## [Required work]
Would you transcribe exactly the lines below, starting at the one that contains "Give top-left then" and ending with the last line, both included? Leave out all other lines.

[Saved entries]
*** Block opens ***
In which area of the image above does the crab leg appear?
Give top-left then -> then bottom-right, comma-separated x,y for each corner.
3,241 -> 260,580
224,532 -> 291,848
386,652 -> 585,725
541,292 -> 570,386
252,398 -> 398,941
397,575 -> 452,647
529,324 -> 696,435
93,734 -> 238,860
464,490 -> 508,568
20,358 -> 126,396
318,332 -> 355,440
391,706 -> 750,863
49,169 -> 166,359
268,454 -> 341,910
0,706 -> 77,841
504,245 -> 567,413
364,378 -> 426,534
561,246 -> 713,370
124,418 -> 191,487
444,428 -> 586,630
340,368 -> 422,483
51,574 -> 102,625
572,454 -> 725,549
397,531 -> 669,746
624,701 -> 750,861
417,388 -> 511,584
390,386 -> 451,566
*** Block closes ***
## [Output for this exercise]
Give top-left then -> then bottom-right, comma-separated x,y for each corner.
3,241 -> 260,580
224,532 -> 291,848
386,652 -> 585,725
541,292 -> 570,386
252,398 -> 398,941
397,575 -> 452,647
529,324 -> 696,435
93,734 -> 238,860
464,490 -> 508,568
20,358 -> 126,396
318,332 -> 355,440
391,706 -> 750,863
49,169 -> 166,359
268,454 -> 341,910
0,706 -> 77,841
504,245 -> 567,413
364,378 -> 426,534
561,246 -> 713,370
124,418 -> 191,487
444,428 -> 586,630
340,368 -> 422,483
51,574 -> 102,625
572,454 -> 725,549
397,531 -> 669,746
624,701 -> 750,861
417,388 -> 511,584
390,386 -> 451,566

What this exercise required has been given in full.